Von schwimmenden Nussschalen und Glücksschweinen

Wenn die Glocken unserer altehr­würdigen Stadtkirche ein neues Jahr einläuten, stoßen die Menschen mit ihren Gläsern an und wünschen sich viel Glück. Eine uralte Sitte und viele Bräuche sind damit verbunden und werden besonders in der Silvester­nacht noch angewandt. Manchmal ist kaum der eigentliche Sinn zu erken­nen und die wenigsten Menschen machen sich darüber Gedanken, was früher damit in Verbindung stand.

In einer Zeit, in der die naturwis­senschaftlichen Erkenntnisse auf einer ganz niedrigen Stufe standen, manchmal vom Klerus und von der herrschenden Klasse absichtlich dem werktätigen Volk vorenthalten, konn­ten sich die Leute von vielen Dingen keine Vorstellung machen und sahen alles von einem mystischen Zauber umgeben. Die dunklen Nächte, die schneebedeckte Landschaft, der nied­rige Sonnenstand, alles das war dazu angetan, die Gedanken unserer Vor­fahren mit den wunderlichsten Ge­schichten und überirdischen Dingen zu belasten. Unsere modernen tech­nischen Errungenschaften waren ihnen fremd. Sie hatten keine elektrische Beleuchtung, keine Fernseh- und Radiosendungen, meistens konnten sie selbst nicht lesen und schrei­ben. Man besuchte sich an den dunk­len Abenden und erzählte Geschich­ten, Sagen und Märchen, die von Mund zu Mund durch die Jahrhun­derte hindurch erhalten waren.

• **Verfügbare Daten**

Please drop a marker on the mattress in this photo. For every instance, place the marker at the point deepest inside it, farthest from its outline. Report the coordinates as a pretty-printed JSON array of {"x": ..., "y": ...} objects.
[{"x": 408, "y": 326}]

• **Die Aufgaben**
**A.** Schreiben Sie aus dem Text über Silvesterbräuche den Teil zwischen "In einer Zeit, in" und "hindurch erhalten waren.", beide eingeschlossen, wortgetreu ab.
**B.** Was erzählte man sich laut dem Text über Silvesterbräuche, wenn man sich an den dunklen Abenden besuchte?
**C.** Setzen Sie den Text über Silvesterbräuche im Anschluss an seinen letzten Satz fort.

• **Die Antworten**
**A.**
In einer Zeit, in der die naturwis­senschaftlichen Erkenntnisse auf einer ganz niedrigen Stufe standen, manchmal vom Klerus und von der herrschenden Klasse absichtlich dem werktätigen Volk vorenthalten, konn­ten sich die Leute von vielen Dingen keine Vorstellung machen und sahen alles von einem mystischen Zauber umgeben. Die dunklen Nächte, die schneebedeckte Landschaft, der nied­rige Sonnenstand, alles das war dazu angetan, die Gedanken unserer Vor­fahren mit den wunderlichsten Ge­schichten und überirdischen Dingen zu belasten. Unsere modernen tech­nischen Errungenschaften waren ihnen fremd. Sie hatten keine elektrische Beleuchtung, keine Fernseh- und Radiosendungen, meistens konnten sie selbst nicht lesen und schrei­ben. Man besuchte sich an den dunk­len Abenden und erzählte Geschich­ten, Sagen und Märchen, die von Mund zu Mund durch die Jahrhun­derte hindurch erhalten waren.

**B.** Geschichten, Sagen und Märchen, die von Mund zu Mund durch die Jahrhunderte erhalten waren.

**C.**
Welche Freude war es für diese Menschen, wenn das Sonnenrad lang­sam, im Laufe der nächsten Wochen aber immer schneller und höher stieg. Die Hoffnung auf die Wärme, auf bessere Zeiten, auf die Arbeit in Flur und Feld und den damit ver­bundenen Ertrag gaben ihnen Mut und Kraft, diese schlimme Zeit zu überwinden. So ist es zu verstehen, dass das neue Jahr mit großer Freude gefeiert wurde. — Auch Völker der wärmeren Zonen feiern das Neujahrs­fest und sind dankbar, dass das ver­gangene Jahr ihnen den Frieden und die Gesunderhaltung gebracht hatte, das neue Jahr liegt aber voller Zwei­fel vor ihnen und je nach der ge­sellschaftlichen Ordnung bringt es ihnen Sicherheit, Arbeit und die Kraft, am Neuen mit zu schaffen oder Sorge, Arbeitslosigkeit und die bange Angst des ungewissen.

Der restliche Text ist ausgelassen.